EXERCISE DETAILS
Please return every line of the items below as a JSON list of strings, one string per line, with blank lines left out.

DATASET

┄┄┄┄┄┄┄┄┄┄┄┄┄┄┄┄┄┄┄┄

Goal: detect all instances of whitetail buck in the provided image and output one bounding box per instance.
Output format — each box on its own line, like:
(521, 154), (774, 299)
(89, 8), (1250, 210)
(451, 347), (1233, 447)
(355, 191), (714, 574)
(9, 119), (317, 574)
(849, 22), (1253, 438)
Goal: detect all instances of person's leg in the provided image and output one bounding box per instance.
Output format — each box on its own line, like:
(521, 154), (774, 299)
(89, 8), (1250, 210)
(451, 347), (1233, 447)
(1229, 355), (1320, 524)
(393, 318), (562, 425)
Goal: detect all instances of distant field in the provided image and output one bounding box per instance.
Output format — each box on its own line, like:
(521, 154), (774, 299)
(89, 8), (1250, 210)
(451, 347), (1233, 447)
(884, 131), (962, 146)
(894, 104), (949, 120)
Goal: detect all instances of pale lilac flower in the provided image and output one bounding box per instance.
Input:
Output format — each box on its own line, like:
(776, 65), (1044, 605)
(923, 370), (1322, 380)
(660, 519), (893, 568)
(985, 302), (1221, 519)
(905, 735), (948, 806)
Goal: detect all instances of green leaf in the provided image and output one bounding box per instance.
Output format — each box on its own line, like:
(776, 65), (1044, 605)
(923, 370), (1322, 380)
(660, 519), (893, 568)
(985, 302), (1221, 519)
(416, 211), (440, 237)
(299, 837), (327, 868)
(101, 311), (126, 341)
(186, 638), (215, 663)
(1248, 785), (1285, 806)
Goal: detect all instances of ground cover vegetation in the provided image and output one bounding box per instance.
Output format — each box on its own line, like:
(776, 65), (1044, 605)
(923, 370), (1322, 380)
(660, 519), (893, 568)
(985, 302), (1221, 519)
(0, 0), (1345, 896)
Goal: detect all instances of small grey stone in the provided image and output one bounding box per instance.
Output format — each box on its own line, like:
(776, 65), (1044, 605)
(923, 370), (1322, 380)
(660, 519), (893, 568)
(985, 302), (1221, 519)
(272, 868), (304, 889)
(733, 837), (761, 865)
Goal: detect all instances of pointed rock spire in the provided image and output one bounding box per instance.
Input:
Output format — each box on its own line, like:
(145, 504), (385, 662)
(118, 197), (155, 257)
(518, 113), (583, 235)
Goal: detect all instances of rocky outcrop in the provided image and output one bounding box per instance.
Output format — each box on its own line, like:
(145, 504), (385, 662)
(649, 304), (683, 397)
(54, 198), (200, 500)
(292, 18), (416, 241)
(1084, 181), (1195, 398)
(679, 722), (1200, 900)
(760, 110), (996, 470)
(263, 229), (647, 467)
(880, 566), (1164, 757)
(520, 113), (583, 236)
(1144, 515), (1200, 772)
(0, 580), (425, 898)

┄┄┄┄┄┄┄┄┄┄┄┄┄┄┄┄┄┄┄┄

RESPONSE TO THIS TASK
[
  "Goal: detect all instances of whitetail buck in the provided image and output one bounding box per instance.",
  "Output format — each box on its own line, like:",
  "(521, 154), (774, 299)",
  "(89, 8), (1250, 210)",
  "(451, 347), (1233, 447)",
  "(355, 191), (714, 574)",
  "(9, 119), (317, 574)",
  "(849, 22), (1253, 438)",
  "Goal: detect all instances of person's leg in the provided image and output one bounding box per instance.",
  "Output format — each box on its own line, like:",
  "(521, 154), (774, 299)",
  "(89, 8), (1250, 210)",
  "(451, 347), (1233, 447)",
  "(1229, 355), (1320, 524)",
  "(393, 318), (562, 425)",
  "Goal: detect all instances of distant field in the provided image and output one bounding box per instance.",
  "Output format — each box on its own line, like:",
  "(521, 154), (774, 299)",
  "(89, 8), (1250, 210)",
  "(451, 347), (1233, 447)",
  "(884, 131), (962, 146)",
  "(894, 104), (949, 120)",
  "Goal: detect all instances of pale lilac flower in the provided image and output one bounding box per instance.",
  "Input:",
  "Output format — each box on its own line, like:",
  "(776, 65), (1044, 605)",
  "(923, 370), (1322, 380)",
  "(660, 519), (893, 568)",
  "(985, 302), (1221, 519)",
  "(905, 735), (948, 806)",
  "Goal: detect all instances of green leaf in the provided image and output one bounding box per instance.",
  "Output format — each box on its own line, like:",
  "(776, 65), (1044, 605)",
  "(923, 370), (1322, 380)",
  "(660, 519), (893, 568)",
  "(985, 302), (1221, 519)",
  "(416, 211), (440, 237)",
  "(299, 837), (327, 868)",
  "(101, 311), (126, 341)",
  "(186, 638), (215, 663)",
  "(1248, 785), (1285, 806)",
  "Goal: detect all instances of ground cover vegetation in the provided image and output one bounding box per instance.",
  "Output format — each box on its own line, like:",
  "(776, 65), (1044, 605)",
  "(923, 370), (1322, 380)",
  "(660, 519), (893, 568)",
  "(985, 302), (1221, 519)",
  "(0, 0), (1345, 896)",
  "Goal: detect all instances of small grey stone in the provided image and output one bounding box per instance.",
  "Output format — each box on its own line, like:",
  "(776, 65), (1044, 605)",
  "(923, 370), (1322, 380)",
  "(660, 519), (893, 568)",
  "(985, 302), (1221, 519)",
  "(272, 868), (304, 889)",
  "(733, 837), (761, 865)",
  "Goal: detect all instances of pointed rock spire in the provided image and output one bounding box per instance.",
  "Input:",
  "Output format — each box on its own line, like:",
  "(145, 504), (385, 662)",
  "(118, 197), (155, 257)",
  "(518, 113), (583, 235)",
  "Goal: detect all instances of rocky outcrop in the provided image and output one bounding box per instance.",
  "Output format — each box on its own line, like:",
  "(145, 504), (385, 662)",
  "(649, 304), (683, 397)",
  "(54, 198), (200, 500)",
  "(292, 18), (416, 241)",
  "(1084, 181), (1195, 398)",
  "(679, 722), (1200, 900)",
  "(760, 110), (996, 470)",
  "(263, 229), (647, 467)",
  "(880, 566), (1164, 757)",
  "(520, 113), (583, 236)",
  "(1144, 515), (1200, 772)",
  "(0, 580), (425, 898)"
]